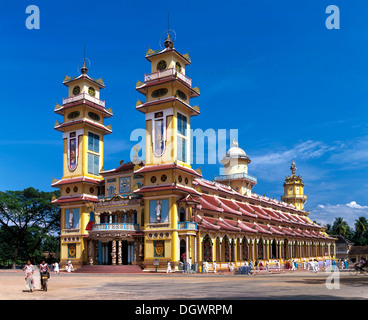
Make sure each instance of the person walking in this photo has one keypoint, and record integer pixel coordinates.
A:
(29, 271)
(56, 268)
(44, 269)
(168, 269)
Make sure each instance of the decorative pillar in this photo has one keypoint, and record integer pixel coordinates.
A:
(91, 252)
(120, 258)
(187, 249)
(195, 249)
(97, 252)
(214, 256)
(113, 252)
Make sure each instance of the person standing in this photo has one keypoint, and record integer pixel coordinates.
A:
(29, 270)
(205, 267)
(189, 264)
(56, 268)
(168, 269)
(44, 269)
(346, 264)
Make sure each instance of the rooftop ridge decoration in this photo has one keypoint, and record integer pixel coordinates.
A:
(151, 52)
(187, 56)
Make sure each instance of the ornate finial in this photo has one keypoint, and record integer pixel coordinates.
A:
(293, 167)
(168, 42)
(84, 68)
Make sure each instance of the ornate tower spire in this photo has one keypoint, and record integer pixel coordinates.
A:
(236, 174)
(294, 189)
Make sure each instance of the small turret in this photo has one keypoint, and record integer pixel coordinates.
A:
(294, 189)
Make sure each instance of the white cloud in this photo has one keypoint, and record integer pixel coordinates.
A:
(352, 154)
(274, 166)
(306, 150)
(354, 205)
(326, 214)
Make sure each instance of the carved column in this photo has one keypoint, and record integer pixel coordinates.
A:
(113, 252)
(96, 252)
(120, 260)
(91, 252)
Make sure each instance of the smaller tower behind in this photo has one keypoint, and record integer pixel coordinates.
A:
(236, 174)
(294, 189)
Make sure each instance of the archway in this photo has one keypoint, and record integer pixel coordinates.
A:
(274, 254)
(245, 250)
(260, 252)
(183, 250)
(207, 249)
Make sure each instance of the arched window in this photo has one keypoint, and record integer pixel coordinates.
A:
(182, 214)
(260, 249)
(274, 249)
(111, 191)
(207, 248)
(245, 249)
(124, 217)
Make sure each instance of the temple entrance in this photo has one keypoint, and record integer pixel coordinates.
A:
(183, 250)
(105, 253)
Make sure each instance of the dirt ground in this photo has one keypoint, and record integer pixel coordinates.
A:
(289, 285)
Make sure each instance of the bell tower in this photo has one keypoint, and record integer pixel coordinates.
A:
(236, 175)
(83, 131)
(294, 189)
(168, 176)
(168, 93)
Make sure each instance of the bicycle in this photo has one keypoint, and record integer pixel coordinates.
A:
(358, 270)
(44, 278)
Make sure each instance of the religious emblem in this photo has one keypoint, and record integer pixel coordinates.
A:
(72, 251)
(158, 211)
(71, 218)
(159, 250)
(159, 132)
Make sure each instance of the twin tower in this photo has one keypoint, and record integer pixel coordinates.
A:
(167, 171)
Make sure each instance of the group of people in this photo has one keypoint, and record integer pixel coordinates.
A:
(29, 272)
(44, 268)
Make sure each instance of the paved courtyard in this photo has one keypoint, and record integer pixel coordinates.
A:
(288, 285)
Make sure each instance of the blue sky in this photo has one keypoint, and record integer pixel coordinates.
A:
(294, 89)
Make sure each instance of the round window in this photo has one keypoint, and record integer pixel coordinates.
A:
(73, 115)
(76, 90)
(178, 66)
(161, 65)
(94, 116)
(91, 91)
(159, 93)
(181, 95)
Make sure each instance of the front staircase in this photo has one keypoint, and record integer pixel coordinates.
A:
(105, 269)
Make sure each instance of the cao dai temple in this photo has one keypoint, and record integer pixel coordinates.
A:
(161, 209)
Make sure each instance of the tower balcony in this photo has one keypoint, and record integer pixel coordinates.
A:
(235, 176)
(187, 225)
(159, 75)
(115, 226)
(84, 96)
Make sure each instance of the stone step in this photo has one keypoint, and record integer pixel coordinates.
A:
(109, 269)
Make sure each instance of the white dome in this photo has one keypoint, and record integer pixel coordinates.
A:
(235, 153)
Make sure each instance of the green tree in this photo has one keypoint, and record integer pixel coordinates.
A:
(27, 218)
(360, 237)
(341, 227)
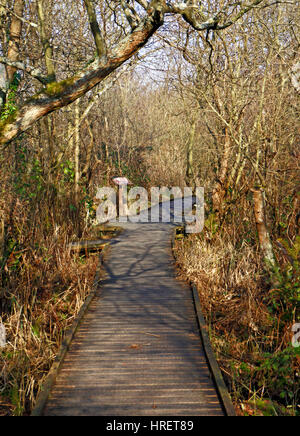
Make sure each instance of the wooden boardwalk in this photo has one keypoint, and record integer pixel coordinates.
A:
(138, 350)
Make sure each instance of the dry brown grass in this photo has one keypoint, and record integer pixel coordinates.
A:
(233, 292)
(44, 302)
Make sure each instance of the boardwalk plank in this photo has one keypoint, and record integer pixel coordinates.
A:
(138, 351)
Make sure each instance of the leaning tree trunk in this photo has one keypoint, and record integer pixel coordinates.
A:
(264, 236)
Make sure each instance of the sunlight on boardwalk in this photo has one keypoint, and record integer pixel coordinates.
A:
(138, 350)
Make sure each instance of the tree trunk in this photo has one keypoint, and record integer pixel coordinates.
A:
(263, 234)
(14, 38)
(190, 153)
(220, 187)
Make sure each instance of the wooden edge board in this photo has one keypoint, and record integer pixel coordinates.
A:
(44, 393)
(220, 385)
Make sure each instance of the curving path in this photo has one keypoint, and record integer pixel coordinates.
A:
(138, 350)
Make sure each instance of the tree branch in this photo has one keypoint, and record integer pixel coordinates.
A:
(98, 38)
(33, 72)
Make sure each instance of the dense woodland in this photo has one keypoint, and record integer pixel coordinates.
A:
(168, 94)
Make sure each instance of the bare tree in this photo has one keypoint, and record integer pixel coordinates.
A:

•••••

■ **What you have to do**
Each record should be quoted exactly, with the images omitted.

■ **Response**
Make sure each instance of the person walking in this photo has one keypoint, and record integer pixel coordinates.
A:
(29, 271)
(56, 268)
(44, 269)
(168, 269)
Make sure each instance of the decorative pillar in this photo has one keypoint, and record integer pixel coordinates.
A:
(91, 252)
(120, 258)
(187, 249)
(195, 249)
(97, 252)
(214, 256)
(113, 252)
Make sure each instance of the person standing in this photo has one keypoint, and record integer pixel coordinates.
A:
(29, 270)
(205, 267)
(189, 264)
(56, 268)
(168, 269)
(44, 269)
(346, 264)
Make sure each instance of the rooftop ridge decoration in this photo has one keypoint, and record integer pixel coordinates.
A:
(151, 52)
(187, 56)
Make sure each instance of the ornate finial in this photo has one keypoint, and record integer pixel coordinates.
A:
(293, 167)
(168, 42)
(84, 68)
Make sure each instance of the ornate tower spire in this photo has one keypoint, and record integer pixel coordinates.
A:
(236, 174)
(294, 189)
Make sure each instance of the small turret in this photo has one keypoint, and record integer pixel coordinates.
A:
(294, 189)
Make sure each instance of the white cloud in this photo has one keypoint, and record integer pixel coordinates.
A:
(352, 154)
(274, 166)
(306, 150)
(354, 205)
(326, 214)
Make sure each instance of the carved column in this photo has one keypoint, and record integer pixel coordinates.
A:
(113, 252)
(96, 252)
(120, 260)
(91, 252)
Make sure each instance of the smaller tower behind in this photo has one keypoint, and record integer pixel coordinates.
A:
(236, 174)
(294, 189)
Make sure each instance of the archway in this photo has one keypoint, and record integer pixel coordinates.
A:
(274, 254)
(245, 250)
(260, 252)
(183, 250)
(207, 249)
Make sure each instance of the arched window in this photo has one keypoint, and record integer pixel coordinates.
A:
(182, 214)
(260, 249)
(274, 249)
(111, 191)
(207, 248)
(245, 249)
(124, 217)
Make sure each instance of the temple entrance in this photo has one keypoint, and record integer pixel coordinates.
A:
(183, 250)
(105, 253)
Make sure each instance of the dirt ground in this photo has one keypoint, and record integer pixel coordinates.
A:
(289, 285)
Make sure each instance of the bell tower in this photo has one keypoint, and record integer pixel coordinates.
A:
(236, 175)
(83, 131)
(294, 189)
(168, 176)
(168, 93)
Make sure each instance of the bicycle in this photo has one keypoint, and record integer pixel coordinates.
A:
(358, 270)
(44, 278)
Make sure each instance of the religious emblem in this photo has one keypoint, and record integer pixel coordinates.
A:
(72, 251)
(158, 211)
(71, 218)
(159, 250)
(159, 132)
Make sure each instance of the twin tower in this photo has one keypoint, and record integer pixel coordinates.
A:
(167, 171)
Make sure each instance of the group of people in this photo has one keypoint, and record integer pixel coordinates.
A:
(29, 272)
(44, 268)
Make sure each instance of the paved courtyard in this photo has one keypoint, and record integer pixel coordinates.
A:
(288, 285)
Make sure each instance of the blue sky in this photo has one keypoint, and record integer pixel coordinates.
A:
(294, 89)
Make sure each instance of the round window in this photo has one keypoint, and record integer pixel coordinates.
A:
(73, 115)
(76, 90)
(178, 66)
(161, 65)
(94, 116)
(91, 91)
(159, 93)
(181, 95)
Make sure each instance of the front staircase in this photo has one keypoint, and record integer pixel coordinates.
A:
(105, 269)
Make sure each instance of the cao dai temple in this photo has one keypoint, and record integer pixel coordinates.
A:
(161, 209)
Make sure each instance of the tower balcony in this photo has one keypoint, and record integer pixel coordinates.
A:
(235, 176)
(187, 225)
(159, 75)
(115, 226)
(84, 96)
Make sure each instance of the stone step in this photo has one keypoint, and record integer pixel coordinates.
A:
(109, 269)
Make sure each instance of the white dome in this photo has one keypoint, and record integer pixel coordinates.
A:
(235, 153)
Make sure each instance of the green tree in this photo has one keypoint, and record integer pixel coordinates.
A:
(27, 218)
(360, 237)
(341, 227)
Make sure each instance of the wooden boardwalk in this photo has one keypoint, and record integer pixel coordinates.
A:
(138, 350)
Make sure each instance of the dry brown grass in this photo has one keypoint, and record integer pixel coordinates.
A:
(233, 292)
(44, 302)
Make sure each instance of the boardwalk plank in this photo has one keypoint, and record integer pixel coordinates.
A:
(138, 351)
Make sure each instance of the leaning tree trunk in this photo has one keypoint, and record integer pixel coordinates.
A:
(264, 236)
Make sure each instance of the sunlight on boardwalk in this photo has one keypoint, and record integer pixel coordinates.
A:
(138, 350)
Make sure each instance of the tree trunk in this photo has one keypoint, and record integer pixel coordinates.
A:
(263, 234)
(14, 38)
(190, 153)
(220, 187)
Make sure each instance of the wooden edge board in this photo has one keypoint, and record integer pixel coordinates.
A:
(44, 393)
(220, 385)
Make sure each instance of the curving path in this photo has one keypoint, and record integer pixel coordinates.
A:
(138, 350)
Make sure each instance of the tree branch in this photo has one keypoint, and record integer pixel coordinates.
A:
(98, 38)
(33, 72)
Make sure each instance of the dense woodland in this photo has one keypoint, and record integer pixel coordinates.
A:
(168, 94)
Make sure each instance of the bare tree in this photo has one keypoint, and record integer pixel coordinates.
A:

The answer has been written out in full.